» **What you will do**:
**A)** List every question that the blog post about Chemical Markup Language asks in its final paragraph.
**B)** Write the next part of the blog post about Chemical Markup Language below, picking up after its final sentence.

» **Source passage**:

Help Needed: How Do We Use CML Properly?

November 25th, 2006

Bear with us for this post as we send out the bat signal to attract the chemical informatics crowd. I’m talking about the Peter Murray-Rusts of the world, who draw their superpowers from the glow of fluorescent lighting as they sit and hammer out code for hours on end.

On their blogs, Joerg Wegner and Murray-Rust took the rest of the chemistry blogosphere to task for not including more minable data, using standards such as Chemical Markup Language (CML). CML is used to include metadata on chemical structures and compounds that people post on the Internet. While it’s essentially invisible to human readers, search engines can use the extra data to sift through content on the Internet more efficiently for information that is specific to user-defined queries about chemical structures or substructures.

Aside from that gibberish in the last paragraph, we know nothing about the subject of informatics and making chemically-minable data. Since we’re basically starting this blog from scratch, we want to try to get all the informatics stuff right from the beginning. I notice that using the latest version of ChemDraw (Ultra 9), you can save structures as CML files (in addition to the “usual” .cdx). Where is the proper place to put this CML code? In the image file? Can it go anywhere in the blog post?

[Excerpts from point annotation data]
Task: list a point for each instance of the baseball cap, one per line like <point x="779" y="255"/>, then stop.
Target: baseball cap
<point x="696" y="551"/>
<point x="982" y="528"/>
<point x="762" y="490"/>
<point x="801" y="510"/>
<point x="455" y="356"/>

» **Outputs**:
**A)**
- Where is the proper place to put this CML code?
- In the image file?
- Can it go anywhere in the blog post?

**B)**
We also have the following questions:

1. Is CML the “standard” way of including structural information in electronic form? For instance, how does SciFinder or Beilstein store this information? If they don’t use CML, why don’t we just do it the way these programs do it, since they are the main tools already used by chemists?

2. How do you recommend tagging images of chemical structures? Is a name and CAS number good? Is this unnecessary if the CML data is in there?

3. Is there anything else we’re missing?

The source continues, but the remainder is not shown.